Saved data entries:

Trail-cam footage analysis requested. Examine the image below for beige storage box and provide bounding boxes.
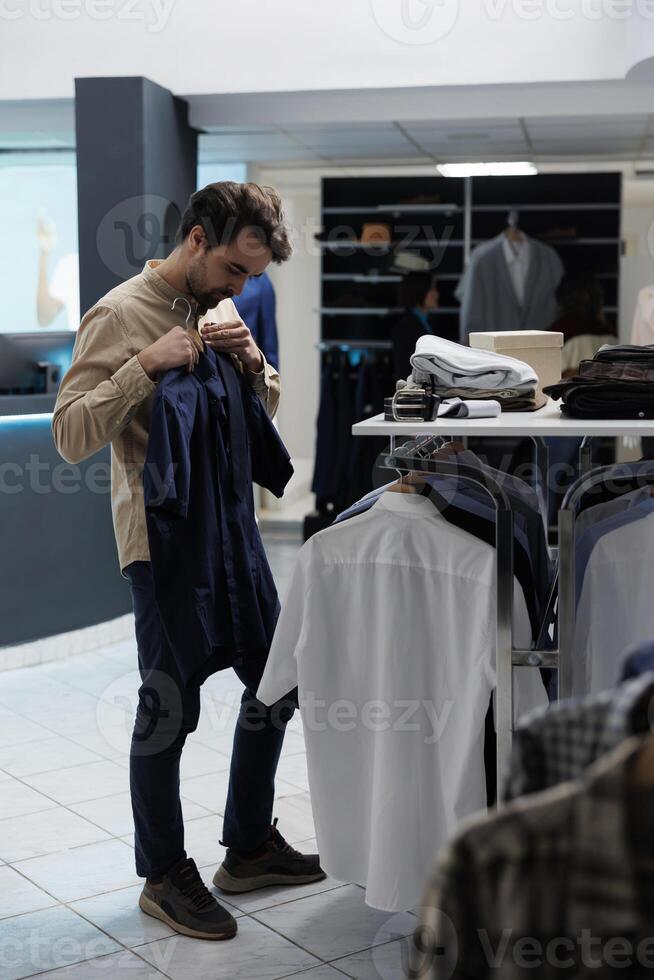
[470,330,563,394]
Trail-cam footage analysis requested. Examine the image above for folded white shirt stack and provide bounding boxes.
[411,334,538,392]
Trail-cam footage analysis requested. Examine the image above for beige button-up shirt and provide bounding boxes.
[52,259,280,571]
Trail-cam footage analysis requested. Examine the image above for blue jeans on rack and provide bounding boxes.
[125,561,297,878]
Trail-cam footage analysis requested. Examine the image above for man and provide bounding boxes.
[234,272,279,371]
[52,181,325,939]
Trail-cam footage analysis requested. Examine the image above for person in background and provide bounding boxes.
[392,272,438,380]
[234,272,279,371]
[36,218,80,330]
[549,272,618,378]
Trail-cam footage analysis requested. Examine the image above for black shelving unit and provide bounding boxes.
[319,177,465,341]
[319,173,621,342]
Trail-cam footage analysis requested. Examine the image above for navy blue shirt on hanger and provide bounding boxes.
[143,348,293,683]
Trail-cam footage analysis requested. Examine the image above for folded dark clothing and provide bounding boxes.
[544,376,654,419]
[433,385,536,402]
[595,344,654,364]
[579,360,654,384]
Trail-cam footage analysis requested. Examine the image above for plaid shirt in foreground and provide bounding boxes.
[503,671,654,801]
[409,738,654,980]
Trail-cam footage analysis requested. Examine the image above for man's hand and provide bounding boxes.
[138,327,199,380]
[200,320,263,374]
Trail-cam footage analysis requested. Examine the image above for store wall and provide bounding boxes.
[0,0,654,99]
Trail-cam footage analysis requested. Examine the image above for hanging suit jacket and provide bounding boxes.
[456,233,564,344]
[143,348,293,682]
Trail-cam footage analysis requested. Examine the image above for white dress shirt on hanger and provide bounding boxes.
[257,491,547,912]
[502,235,530,306]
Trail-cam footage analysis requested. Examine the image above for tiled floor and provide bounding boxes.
[0,534,416,980]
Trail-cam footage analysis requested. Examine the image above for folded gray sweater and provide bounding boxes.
[411,334,538,391]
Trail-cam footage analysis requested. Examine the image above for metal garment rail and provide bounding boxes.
[385,443,559,799]
[558,460,654,698]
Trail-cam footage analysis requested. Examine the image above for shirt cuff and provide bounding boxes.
[113,354,157,407]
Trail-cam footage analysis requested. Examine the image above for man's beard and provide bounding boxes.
[186,255,232,315]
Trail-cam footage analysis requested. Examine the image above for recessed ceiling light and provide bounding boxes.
[447,133,490,140]
[436,160,538,177]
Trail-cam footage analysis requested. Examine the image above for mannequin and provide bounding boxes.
[456,210,563,344]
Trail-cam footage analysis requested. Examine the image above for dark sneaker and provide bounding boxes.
[213,818,327,894]
[139,858,237,939]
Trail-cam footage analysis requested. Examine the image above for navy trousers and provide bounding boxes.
[125,561,297,878]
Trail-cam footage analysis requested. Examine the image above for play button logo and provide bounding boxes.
[370,0,459,45]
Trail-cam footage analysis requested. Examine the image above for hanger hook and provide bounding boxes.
[170,296,193,330]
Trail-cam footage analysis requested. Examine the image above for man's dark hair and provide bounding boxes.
[177,180,293,265]
[399,272,436,310]
[555,272,604,323]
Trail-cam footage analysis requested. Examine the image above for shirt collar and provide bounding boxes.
[502,232,529,265]
[370,490,439,517]
[142,259,198,312]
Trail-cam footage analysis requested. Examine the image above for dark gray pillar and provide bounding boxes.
[75,77,197,312]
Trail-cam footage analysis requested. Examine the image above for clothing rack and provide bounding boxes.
[385,440,559,796]
[558,460,654,697]
[352,414,654,792]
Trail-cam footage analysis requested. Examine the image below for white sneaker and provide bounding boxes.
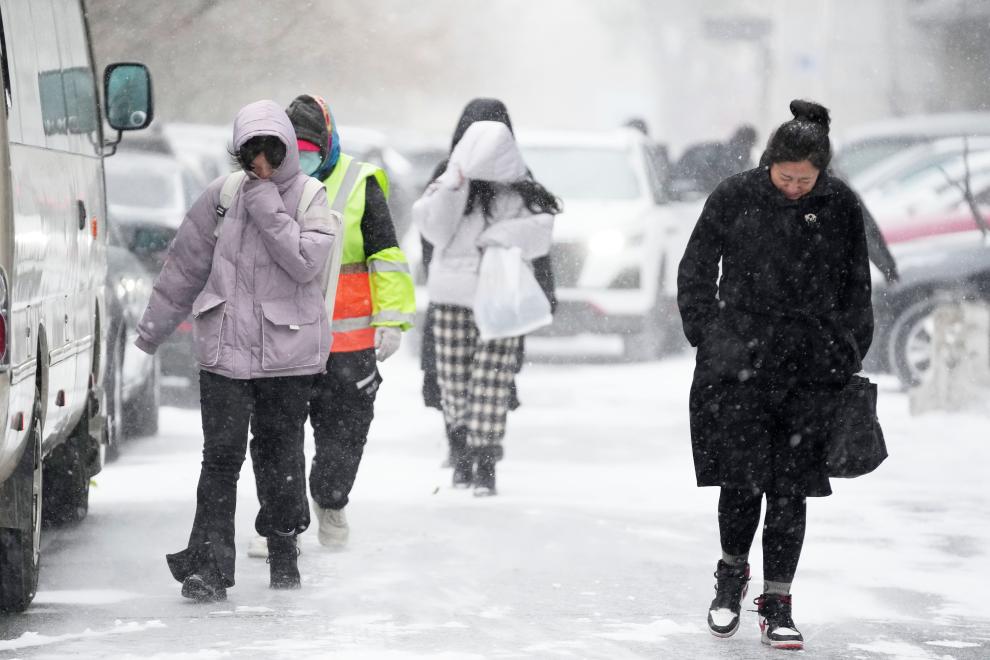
[313,502,351,549]
[248,536,268,559]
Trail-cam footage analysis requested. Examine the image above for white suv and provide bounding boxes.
[519,129,696,358]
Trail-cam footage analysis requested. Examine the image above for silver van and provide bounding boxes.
[0,0,152,612]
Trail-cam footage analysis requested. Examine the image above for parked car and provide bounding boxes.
[519,129,688,358]
[832,112,990,180]
[107,150,204,390]
[865,208,990,387]
[106,225,160,458]
[0,0,153,612]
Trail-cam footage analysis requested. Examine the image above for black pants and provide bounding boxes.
[168,371,313,587]
[309,349,382,509]
[718,488,808,583]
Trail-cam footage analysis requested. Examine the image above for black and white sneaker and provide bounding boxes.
[708,559,749,637]
[754,594,804,651]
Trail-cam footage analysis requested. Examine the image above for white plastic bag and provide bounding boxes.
[474,245,553,341]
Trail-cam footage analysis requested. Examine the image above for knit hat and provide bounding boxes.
[286,94,340,179]
[296,140,320,152]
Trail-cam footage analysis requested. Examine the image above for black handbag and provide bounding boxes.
[826,376,887,478]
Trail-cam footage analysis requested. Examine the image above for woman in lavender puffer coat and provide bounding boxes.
[137,101,341,601]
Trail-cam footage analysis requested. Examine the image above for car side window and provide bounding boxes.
[32,0,69,151]
[640,144,667,204]
[54,0,100,155]
[0,6,11,115]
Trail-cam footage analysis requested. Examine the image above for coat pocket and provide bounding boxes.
[261,300,327,371]
[192,292,227,367]
[697,319,753,382]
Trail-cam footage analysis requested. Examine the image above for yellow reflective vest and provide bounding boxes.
[323,154,416,353]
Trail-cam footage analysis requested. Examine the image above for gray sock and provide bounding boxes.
[763,580,791,596]
[722,551,749,566]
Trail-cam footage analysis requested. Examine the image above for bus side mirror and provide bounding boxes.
[103,62,155,131]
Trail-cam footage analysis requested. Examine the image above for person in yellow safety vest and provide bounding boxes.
[248,94,416,556]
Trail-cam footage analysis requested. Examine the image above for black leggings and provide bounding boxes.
[718,488,808,583]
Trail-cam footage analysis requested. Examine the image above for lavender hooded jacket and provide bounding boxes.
[136,101,341,379]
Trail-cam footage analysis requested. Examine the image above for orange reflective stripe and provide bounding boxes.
[333,272,371,319]
[340,261,368,275]
[330,328,375,353]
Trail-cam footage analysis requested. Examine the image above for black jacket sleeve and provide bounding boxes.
[859,198,898,282]
[836,191,873,359]
[361,176,399,256]
[677,188,725,346]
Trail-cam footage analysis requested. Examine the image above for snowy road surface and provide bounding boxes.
[0,354,990,660]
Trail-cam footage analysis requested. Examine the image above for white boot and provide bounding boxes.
[313,502,351,550]
[248,536,268,559]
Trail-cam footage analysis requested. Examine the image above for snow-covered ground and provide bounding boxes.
[0,354,990,660]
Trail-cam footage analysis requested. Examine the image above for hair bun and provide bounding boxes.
[790,99,832,131]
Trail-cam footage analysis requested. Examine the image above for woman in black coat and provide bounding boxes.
[677,101,873,648]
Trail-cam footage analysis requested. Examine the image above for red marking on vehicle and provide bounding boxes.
[880,213,979,243]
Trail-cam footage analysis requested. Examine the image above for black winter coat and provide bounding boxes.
[677,167,873,495]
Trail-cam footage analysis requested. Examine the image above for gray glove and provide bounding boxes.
[375,326,402,362]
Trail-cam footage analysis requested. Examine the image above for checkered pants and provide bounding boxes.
[433,305,521,447]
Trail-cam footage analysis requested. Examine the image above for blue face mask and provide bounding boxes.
[299,151,323,176]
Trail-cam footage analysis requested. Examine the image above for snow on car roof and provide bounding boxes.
[516,128,643,149]
[842,112,990,144]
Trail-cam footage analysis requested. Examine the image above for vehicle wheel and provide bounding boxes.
[107,331,124,461]
[42,409,93,527]
[887,298,941,387]
[0,390,43,612]
[124,356,161,438]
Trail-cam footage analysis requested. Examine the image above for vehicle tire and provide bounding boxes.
[0,389,43,612]
[41,408,93,527]
[106,330,124,461]
[887,298,944,388]
[124,356,161,438]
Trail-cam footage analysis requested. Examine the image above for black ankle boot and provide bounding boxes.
[474,447,500,497]
[708,559,749,637]
[165,543,227,603]
[448,426,474,488]
[181,570,227,603]
[268,534,302,589]
[754,594,804,651]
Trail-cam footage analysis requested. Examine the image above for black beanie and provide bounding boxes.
[285,94,330,160]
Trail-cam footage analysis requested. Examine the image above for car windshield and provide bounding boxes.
[106,167,181,209]
[834,137,925,178]
[522,146,642,200]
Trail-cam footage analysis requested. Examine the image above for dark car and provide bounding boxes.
[866,209,990,387]
[106,151,204,400]
[107,225,160,458]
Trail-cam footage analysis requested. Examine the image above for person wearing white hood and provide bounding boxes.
[413,100,560,496]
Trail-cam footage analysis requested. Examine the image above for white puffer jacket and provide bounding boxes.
[413,121,553,307]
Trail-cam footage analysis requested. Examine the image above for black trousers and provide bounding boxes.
[167,371,313,587]
[309,348,382,509]
[718,488,808,583]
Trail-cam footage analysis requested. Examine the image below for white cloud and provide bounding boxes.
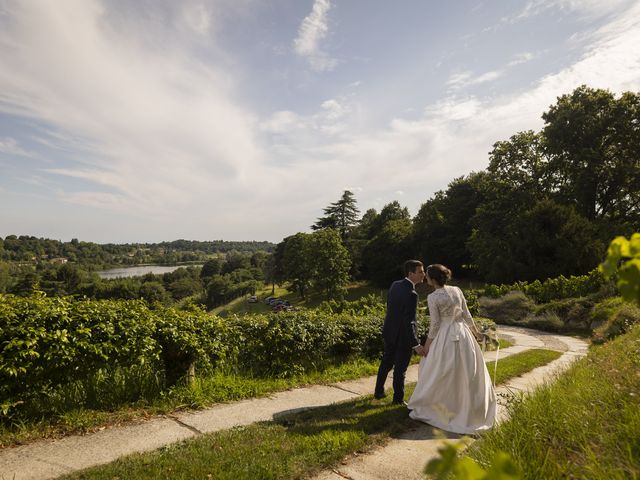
[505,0,633,23]
[508,52,536,67]
[268,1,640,213]
[293,0,338,71]
[0,137,33,157]
[0,0,263,216]
[182,3,211,35]
[447,70,505,89]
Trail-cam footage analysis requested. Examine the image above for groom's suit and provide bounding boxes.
[374,278,420,403]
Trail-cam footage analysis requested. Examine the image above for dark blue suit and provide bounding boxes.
[374,278,420,402]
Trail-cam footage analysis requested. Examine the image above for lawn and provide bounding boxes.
[468,326,640,480]
[64,350,560,480]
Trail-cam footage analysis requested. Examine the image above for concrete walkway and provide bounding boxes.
[313,327,588,480]
[0,327,586,480]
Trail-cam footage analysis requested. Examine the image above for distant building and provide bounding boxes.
[49,257,69,265]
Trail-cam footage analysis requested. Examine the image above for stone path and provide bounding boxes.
[314,327,588,480]
[0,327,586,480]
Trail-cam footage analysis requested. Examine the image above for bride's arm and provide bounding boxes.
[424,295,440,348]
[458,288,482,338]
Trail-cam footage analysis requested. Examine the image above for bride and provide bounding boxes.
[408,264,496,434]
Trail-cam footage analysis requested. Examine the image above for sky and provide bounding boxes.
[0,0,640,243]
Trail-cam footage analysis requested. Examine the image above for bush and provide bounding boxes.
[484,270,612,303]
[478,291,535,325]
[590,297,640,343]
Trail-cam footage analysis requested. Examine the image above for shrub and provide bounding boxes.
[484,270,612,303]
[591,297,640,343]
[478,291,535,325]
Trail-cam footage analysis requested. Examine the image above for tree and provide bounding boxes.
[311,190,360,241]
[487,130,550,196]
[200,257,222,278]
[542,85,640,223]
[413,172,488,276]
[206,275,233,308]
[599,232,640,306]
[276,233,313,298]
[222,250,251,274]
[140,281,170,305]
[369,200,411,238]
[307,229,351,298]
[470,199,603,283]
[363,218,414,287]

Objective: Turn the part that starts with the line containing "wall and provide bounding boxes." and ends with the line containing "[143,348,293,682]" into a Markdown table with the columns No. and Text. Give one numbered line per table row and leave out any blank lines.

Exercise response:
| No. | Text |
|---|---|
| 1 | Trail-cam footage analysis requested. Examine the image above for store wall and provide bounding boxes. |
| 2 | [0,0,654,99] |
| 3 | Trail-cam footage analysis requested. Examine the image above for hanging suit jacket and provide bounding boxes. |
| 4 | [456,233,564,344] |
| 5 | [143,348,293,682] |